Problem requirements:
In the records below, locate the line containing "Target: dog's open mouth", then extract it and all following lines exactly, ending with the last line.

Excerpts of location labeling data
..............................

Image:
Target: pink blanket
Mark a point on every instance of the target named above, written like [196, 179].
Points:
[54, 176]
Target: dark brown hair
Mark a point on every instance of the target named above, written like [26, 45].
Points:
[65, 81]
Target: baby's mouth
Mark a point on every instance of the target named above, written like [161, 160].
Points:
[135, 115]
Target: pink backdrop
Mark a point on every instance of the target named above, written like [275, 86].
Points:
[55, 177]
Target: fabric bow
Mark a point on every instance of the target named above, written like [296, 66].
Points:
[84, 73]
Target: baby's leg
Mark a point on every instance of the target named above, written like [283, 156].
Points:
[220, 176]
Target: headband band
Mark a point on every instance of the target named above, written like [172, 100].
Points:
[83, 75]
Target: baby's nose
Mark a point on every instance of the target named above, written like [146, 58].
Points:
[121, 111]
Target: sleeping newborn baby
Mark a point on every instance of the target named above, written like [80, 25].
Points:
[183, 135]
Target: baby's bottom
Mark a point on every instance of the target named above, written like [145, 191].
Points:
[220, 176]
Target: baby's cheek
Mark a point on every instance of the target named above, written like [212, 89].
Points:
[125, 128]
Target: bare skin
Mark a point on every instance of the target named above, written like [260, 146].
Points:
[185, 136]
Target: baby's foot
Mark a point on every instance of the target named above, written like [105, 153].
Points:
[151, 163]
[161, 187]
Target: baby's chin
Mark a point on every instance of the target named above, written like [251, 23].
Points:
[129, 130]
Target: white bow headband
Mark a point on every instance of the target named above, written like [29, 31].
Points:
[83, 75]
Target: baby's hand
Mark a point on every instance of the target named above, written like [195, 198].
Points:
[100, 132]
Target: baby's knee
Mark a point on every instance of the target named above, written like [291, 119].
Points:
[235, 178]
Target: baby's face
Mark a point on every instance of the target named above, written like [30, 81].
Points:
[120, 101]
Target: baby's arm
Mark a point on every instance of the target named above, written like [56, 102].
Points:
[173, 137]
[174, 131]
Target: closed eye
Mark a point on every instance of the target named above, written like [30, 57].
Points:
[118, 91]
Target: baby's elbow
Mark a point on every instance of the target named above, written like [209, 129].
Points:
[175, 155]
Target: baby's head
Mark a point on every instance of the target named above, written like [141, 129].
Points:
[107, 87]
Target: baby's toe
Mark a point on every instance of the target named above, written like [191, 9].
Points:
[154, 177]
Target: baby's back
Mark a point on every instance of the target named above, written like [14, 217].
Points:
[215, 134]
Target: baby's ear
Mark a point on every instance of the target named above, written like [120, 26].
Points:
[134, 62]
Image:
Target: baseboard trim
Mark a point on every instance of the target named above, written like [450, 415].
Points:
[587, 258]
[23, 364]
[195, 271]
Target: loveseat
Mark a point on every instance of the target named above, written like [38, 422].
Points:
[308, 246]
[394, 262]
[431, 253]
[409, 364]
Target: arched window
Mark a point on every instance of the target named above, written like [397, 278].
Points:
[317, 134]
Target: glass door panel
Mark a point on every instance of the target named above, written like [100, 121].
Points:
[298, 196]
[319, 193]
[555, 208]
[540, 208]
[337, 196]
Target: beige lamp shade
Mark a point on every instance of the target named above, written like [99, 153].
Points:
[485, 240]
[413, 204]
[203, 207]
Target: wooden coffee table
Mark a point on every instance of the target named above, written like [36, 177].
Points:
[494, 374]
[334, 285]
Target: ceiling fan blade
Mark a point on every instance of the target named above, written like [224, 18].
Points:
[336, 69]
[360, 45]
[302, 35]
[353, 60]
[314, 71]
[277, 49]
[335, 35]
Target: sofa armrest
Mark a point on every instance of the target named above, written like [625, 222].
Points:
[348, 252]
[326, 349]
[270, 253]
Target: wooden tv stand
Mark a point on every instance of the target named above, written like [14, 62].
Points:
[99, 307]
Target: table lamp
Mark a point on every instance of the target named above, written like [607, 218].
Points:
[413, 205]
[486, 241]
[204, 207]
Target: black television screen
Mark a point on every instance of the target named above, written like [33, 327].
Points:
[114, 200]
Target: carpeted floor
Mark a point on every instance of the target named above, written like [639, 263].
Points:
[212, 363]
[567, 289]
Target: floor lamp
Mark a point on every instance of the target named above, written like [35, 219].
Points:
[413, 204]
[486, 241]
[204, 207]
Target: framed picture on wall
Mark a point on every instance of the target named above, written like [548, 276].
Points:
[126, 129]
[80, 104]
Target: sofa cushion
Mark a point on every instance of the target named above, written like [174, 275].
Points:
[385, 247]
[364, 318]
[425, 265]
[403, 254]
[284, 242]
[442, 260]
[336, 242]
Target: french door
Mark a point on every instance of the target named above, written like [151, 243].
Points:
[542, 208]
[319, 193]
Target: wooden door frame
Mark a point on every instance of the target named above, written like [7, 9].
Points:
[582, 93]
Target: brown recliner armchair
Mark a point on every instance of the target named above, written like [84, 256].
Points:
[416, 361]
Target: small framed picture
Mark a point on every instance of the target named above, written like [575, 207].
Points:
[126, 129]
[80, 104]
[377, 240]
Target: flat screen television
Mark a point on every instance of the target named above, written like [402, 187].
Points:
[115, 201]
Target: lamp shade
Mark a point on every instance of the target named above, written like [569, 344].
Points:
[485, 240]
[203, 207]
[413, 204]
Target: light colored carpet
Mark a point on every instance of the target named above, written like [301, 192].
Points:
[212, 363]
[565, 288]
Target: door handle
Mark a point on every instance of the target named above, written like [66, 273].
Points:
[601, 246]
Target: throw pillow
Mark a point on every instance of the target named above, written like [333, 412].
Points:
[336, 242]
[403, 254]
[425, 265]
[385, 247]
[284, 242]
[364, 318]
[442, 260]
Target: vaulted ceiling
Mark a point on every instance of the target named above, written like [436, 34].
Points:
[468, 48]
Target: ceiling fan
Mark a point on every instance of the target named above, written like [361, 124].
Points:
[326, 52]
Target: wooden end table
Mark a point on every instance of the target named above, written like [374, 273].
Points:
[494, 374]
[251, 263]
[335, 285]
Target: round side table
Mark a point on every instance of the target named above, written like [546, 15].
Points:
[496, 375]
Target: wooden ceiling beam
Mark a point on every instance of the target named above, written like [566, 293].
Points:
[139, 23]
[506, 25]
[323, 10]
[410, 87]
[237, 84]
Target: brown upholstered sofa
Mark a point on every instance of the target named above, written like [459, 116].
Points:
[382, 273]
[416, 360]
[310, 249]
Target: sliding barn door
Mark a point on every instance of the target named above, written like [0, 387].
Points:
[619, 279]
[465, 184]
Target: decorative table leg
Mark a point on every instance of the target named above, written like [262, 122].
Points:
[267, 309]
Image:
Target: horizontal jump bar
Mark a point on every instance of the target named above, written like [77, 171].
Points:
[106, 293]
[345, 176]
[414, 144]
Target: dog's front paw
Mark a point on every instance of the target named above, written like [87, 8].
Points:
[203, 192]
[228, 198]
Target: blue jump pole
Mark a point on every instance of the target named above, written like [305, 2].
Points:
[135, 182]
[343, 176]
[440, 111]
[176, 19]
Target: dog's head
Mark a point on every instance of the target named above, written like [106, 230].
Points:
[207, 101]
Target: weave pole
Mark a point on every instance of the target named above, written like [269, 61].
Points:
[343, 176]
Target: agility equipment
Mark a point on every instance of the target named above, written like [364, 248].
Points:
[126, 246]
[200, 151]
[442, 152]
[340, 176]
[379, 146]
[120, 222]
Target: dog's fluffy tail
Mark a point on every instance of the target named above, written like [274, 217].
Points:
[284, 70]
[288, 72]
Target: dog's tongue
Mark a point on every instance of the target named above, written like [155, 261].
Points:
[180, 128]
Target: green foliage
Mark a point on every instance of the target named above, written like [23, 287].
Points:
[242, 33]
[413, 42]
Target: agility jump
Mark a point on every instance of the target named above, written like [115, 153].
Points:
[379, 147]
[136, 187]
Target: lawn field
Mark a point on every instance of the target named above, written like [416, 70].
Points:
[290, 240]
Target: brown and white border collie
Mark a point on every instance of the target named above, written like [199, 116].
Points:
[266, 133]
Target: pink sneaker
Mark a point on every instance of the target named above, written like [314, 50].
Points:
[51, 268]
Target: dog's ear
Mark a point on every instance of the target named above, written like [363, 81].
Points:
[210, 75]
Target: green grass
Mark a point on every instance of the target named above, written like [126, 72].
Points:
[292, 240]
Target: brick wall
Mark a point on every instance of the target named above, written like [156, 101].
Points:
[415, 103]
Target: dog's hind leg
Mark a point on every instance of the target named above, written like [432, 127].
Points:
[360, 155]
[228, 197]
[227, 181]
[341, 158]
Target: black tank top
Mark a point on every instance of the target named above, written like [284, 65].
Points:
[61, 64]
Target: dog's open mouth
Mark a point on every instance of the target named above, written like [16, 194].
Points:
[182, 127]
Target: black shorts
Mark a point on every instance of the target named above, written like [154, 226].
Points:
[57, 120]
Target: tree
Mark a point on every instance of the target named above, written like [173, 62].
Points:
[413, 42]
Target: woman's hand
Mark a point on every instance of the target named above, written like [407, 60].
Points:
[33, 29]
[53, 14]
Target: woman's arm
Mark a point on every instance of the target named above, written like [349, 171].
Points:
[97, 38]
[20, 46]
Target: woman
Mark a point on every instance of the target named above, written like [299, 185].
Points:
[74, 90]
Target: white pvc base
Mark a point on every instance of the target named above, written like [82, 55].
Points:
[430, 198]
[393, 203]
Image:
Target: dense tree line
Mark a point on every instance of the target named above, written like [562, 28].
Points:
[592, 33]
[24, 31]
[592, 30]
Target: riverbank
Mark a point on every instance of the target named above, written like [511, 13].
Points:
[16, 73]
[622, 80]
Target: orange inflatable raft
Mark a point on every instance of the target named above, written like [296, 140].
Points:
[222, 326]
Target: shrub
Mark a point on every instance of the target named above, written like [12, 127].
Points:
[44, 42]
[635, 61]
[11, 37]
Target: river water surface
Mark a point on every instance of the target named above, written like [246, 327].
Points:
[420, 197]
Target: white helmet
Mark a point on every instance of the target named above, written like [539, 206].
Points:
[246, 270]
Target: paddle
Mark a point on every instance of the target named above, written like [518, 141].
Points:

..............................

Expected answer:
Target: dog's open mouth
Mark a point on every instance of the target named above, written like [16, 194].
Points:
[182, 127]
Target: black shorts
Mark a point on every instance of the target named above, written like [154, 226].
Points:
[57, 120]
Target: tree
Mark a point on every instance of the target named above, written like [173, 62].
Points:
[413, 42]
Target: woman's hand
Mark a point on every instance of the target named above, written like [407, 60].
Points:
[33, 29]
[53, 14]
Target: woman's arm
Mark a point on every instance of the target named above, written like [349, 171].
Points:
[97, 38]
[20, 46]
Target: woman
Mark a point on every instance of the target named above, written like [299, 185].
Points:
[74, 90]
Target: white pvc base
Mark a point on every instance of the target named above, written like [82, 55].
Points:
[430, 198]
[393, 203]
Image:
Target: dense tree line
Mark a point on every instance of the target named above, written like [562, 28].
Points:
[592, 33]
[24, 31]
[592, 30]
Target: riverbank
Mark a point on every instance of the target named above, written like [511, 13].
Points:
[16, 73]
[622, 80]
Target: orange inflatable raft
Mark a point on every instance of the target named above, written like [296, 140].
Points:
[222, 326]
Target: shrub
Mark a point on every instance of the target named above, written like [12, 127].
Points:
[44, 42]
[635, 61]
[11, 37]
Target: river water surface
Mark a point on every instance of the target named above, written like [246, 327].
Points:
[420, 197]
Target: white helmet
Mark a point on every instance of the target named above, written like [539, 206].
Points:
[246, 270]
Target: paddle
Mark a point on every instance of the target named above, written like [518, 141].
Points:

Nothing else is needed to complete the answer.